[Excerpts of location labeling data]
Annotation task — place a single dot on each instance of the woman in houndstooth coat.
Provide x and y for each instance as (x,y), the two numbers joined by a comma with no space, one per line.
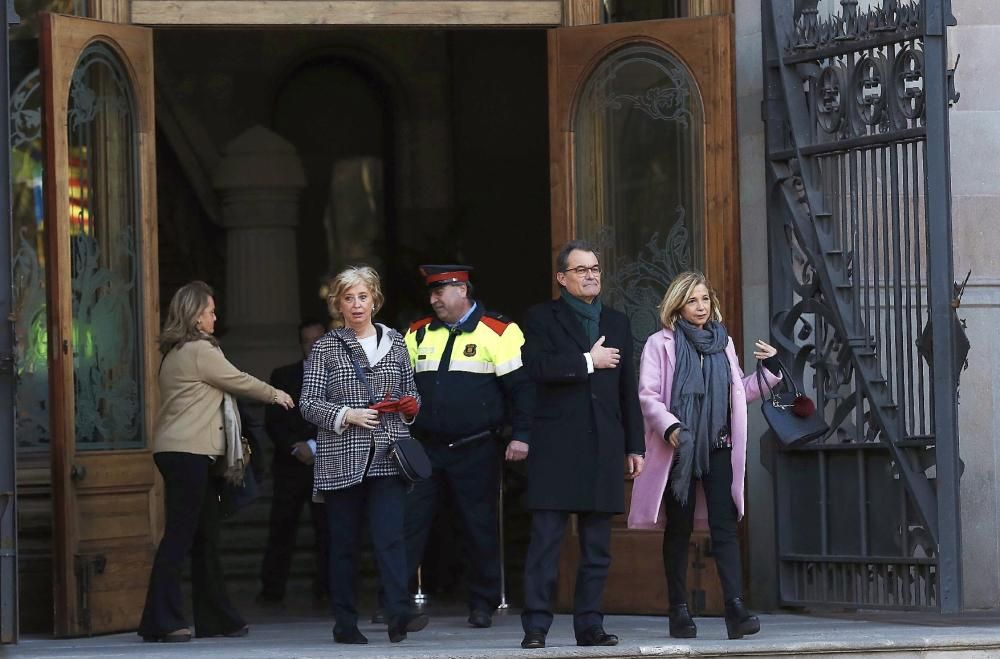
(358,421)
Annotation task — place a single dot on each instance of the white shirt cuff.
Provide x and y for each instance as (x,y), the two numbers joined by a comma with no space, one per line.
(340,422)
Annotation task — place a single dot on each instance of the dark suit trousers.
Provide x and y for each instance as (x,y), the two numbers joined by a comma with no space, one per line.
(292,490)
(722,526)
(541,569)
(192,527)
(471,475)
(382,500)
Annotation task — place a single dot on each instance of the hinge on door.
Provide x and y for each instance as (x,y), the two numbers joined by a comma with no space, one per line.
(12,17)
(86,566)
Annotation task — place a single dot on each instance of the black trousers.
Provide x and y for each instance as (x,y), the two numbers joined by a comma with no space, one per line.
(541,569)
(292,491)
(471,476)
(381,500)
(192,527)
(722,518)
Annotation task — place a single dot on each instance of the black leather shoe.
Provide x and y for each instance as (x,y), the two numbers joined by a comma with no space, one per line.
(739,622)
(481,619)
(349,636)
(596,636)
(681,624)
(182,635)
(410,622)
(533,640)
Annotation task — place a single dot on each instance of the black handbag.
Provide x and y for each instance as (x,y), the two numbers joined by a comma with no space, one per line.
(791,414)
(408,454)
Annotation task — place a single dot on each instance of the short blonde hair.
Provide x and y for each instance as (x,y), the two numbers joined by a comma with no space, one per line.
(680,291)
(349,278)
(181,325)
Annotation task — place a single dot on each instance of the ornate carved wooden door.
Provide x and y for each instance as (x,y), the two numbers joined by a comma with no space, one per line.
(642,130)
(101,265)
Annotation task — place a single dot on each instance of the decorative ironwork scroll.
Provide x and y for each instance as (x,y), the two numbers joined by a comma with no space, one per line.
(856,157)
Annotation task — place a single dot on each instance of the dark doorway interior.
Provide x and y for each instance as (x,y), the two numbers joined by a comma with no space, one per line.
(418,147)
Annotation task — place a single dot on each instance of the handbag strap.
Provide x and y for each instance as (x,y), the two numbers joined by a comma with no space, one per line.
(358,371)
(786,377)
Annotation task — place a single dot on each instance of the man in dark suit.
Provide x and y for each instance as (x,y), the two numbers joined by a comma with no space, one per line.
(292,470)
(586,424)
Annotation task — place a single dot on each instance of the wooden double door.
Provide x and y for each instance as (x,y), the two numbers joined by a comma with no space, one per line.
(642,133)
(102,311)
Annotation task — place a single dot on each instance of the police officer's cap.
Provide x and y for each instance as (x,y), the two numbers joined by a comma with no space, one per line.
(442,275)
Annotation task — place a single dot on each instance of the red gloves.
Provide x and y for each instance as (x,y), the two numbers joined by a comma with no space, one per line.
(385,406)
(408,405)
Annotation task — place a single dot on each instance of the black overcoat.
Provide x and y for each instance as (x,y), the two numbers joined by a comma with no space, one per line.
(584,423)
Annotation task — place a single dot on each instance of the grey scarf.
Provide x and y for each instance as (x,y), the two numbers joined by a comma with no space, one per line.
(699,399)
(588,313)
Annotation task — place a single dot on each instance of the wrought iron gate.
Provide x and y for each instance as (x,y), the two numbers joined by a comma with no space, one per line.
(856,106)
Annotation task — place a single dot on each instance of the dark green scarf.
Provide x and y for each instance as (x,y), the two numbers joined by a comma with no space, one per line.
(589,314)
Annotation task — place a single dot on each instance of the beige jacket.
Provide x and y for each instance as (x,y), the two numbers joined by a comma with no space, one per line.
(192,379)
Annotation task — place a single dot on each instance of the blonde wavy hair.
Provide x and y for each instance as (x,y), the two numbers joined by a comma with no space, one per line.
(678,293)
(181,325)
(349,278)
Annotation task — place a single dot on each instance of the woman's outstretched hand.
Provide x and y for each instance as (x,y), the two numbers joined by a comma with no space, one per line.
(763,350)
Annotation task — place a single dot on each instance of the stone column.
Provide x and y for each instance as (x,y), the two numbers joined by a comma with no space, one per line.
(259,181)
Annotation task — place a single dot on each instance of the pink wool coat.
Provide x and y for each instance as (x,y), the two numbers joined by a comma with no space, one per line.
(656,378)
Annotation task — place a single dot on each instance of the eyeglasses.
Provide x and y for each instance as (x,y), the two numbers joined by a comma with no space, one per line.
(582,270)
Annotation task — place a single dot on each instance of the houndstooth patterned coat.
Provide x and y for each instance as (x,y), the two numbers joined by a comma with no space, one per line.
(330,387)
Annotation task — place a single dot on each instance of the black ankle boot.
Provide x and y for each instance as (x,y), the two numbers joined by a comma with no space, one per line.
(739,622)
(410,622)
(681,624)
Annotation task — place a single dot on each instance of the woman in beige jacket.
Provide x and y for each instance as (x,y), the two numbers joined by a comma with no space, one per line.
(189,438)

...

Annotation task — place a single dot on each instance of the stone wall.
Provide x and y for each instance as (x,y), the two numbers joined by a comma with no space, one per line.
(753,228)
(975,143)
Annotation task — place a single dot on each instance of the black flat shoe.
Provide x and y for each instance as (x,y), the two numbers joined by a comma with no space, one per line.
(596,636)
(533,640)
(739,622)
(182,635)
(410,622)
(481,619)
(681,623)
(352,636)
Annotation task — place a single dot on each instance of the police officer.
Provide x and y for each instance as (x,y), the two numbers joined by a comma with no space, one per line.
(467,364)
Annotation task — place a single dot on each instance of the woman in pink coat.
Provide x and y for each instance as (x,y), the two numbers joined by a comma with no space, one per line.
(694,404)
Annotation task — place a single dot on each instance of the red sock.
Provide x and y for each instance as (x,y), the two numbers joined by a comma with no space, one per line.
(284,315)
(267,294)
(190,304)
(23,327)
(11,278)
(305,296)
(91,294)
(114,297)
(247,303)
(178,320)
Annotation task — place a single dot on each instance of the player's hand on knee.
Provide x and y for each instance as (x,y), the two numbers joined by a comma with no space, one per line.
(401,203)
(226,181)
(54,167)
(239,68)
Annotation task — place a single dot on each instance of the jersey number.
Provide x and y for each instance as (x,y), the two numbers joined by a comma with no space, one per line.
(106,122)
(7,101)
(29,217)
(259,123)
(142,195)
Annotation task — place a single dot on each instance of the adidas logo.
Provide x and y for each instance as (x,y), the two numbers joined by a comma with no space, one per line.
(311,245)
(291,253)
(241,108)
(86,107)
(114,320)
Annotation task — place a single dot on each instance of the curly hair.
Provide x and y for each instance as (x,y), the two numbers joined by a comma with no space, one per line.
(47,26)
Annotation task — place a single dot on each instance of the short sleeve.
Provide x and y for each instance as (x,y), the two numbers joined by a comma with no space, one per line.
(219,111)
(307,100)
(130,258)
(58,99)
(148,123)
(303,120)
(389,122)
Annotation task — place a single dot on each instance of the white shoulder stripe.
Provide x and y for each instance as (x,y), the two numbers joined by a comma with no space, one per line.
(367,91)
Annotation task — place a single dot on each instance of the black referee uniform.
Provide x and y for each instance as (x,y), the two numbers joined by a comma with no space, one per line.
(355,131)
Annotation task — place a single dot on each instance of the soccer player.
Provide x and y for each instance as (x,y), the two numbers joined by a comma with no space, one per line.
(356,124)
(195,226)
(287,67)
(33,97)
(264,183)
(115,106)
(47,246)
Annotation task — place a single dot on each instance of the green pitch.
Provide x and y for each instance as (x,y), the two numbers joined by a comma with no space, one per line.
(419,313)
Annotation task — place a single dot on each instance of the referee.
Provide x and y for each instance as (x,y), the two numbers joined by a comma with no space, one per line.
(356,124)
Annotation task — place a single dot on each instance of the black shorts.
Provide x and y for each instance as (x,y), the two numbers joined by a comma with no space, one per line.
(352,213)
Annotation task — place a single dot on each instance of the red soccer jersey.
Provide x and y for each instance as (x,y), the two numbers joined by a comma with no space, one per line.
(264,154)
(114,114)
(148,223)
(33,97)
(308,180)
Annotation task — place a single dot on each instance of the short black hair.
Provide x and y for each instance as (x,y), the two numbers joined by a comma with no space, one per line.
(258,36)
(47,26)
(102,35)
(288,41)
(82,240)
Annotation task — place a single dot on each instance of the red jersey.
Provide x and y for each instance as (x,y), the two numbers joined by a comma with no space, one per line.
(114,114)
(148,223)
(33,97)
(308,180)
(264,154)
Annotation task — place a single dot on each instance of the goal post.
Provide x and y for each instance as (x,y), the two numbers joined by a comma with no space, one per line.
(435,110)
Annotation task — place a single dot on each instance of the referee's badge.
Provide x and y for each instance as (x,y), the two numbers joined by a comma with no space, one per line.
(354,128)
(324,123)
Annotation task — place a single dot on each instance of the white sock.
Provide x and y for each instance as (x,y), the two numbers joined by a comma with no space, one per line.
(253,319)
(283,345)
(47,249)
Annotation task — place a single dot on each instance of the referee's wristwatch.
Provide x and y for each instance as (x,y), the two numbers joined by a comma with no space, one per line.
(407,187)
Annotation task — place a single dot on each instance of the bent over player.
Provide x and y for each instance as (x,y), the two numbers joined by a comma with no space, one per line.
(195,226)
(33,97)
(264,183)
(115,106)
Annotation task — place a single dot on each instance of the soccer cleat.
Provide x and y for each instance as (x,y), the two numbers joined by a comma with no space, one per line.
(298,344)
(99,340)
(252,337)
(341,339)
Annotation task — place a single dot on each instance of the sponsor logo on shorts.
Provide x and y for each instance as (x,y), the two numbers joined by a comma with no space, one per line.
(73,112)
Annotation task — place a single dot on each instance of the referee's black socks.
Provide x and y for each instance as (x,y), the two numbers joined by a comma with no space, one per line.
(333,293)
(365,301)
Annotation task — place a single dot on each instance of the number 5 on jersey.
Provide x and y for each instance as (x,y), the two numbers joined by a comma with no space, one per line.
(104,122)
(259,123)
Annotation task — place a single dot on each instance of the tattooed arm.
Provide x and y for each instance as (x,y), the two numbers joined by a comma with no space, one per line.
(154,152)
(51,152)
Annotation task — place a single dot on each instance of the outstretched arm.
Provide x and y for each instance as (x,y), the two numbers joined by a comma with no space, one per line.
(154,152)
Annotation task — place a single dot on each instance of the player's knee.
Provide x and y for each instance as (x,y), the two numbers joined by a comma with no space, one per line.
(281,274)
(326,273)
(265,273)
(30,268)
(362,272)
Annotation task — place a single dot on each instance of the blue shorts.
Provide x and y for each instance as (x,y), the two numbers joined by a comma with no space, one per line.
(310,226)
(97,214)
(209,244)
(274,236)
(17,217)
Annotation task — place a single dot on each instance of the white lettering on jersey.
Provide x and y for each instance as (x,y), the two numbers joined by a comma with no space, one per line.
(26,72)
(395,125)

__WHAT YOU NEED TO DO__
Count the lines in the rows above that contain the word "trousers". Reply with the number only.

__ANSWER TO THE PROBLEM__
2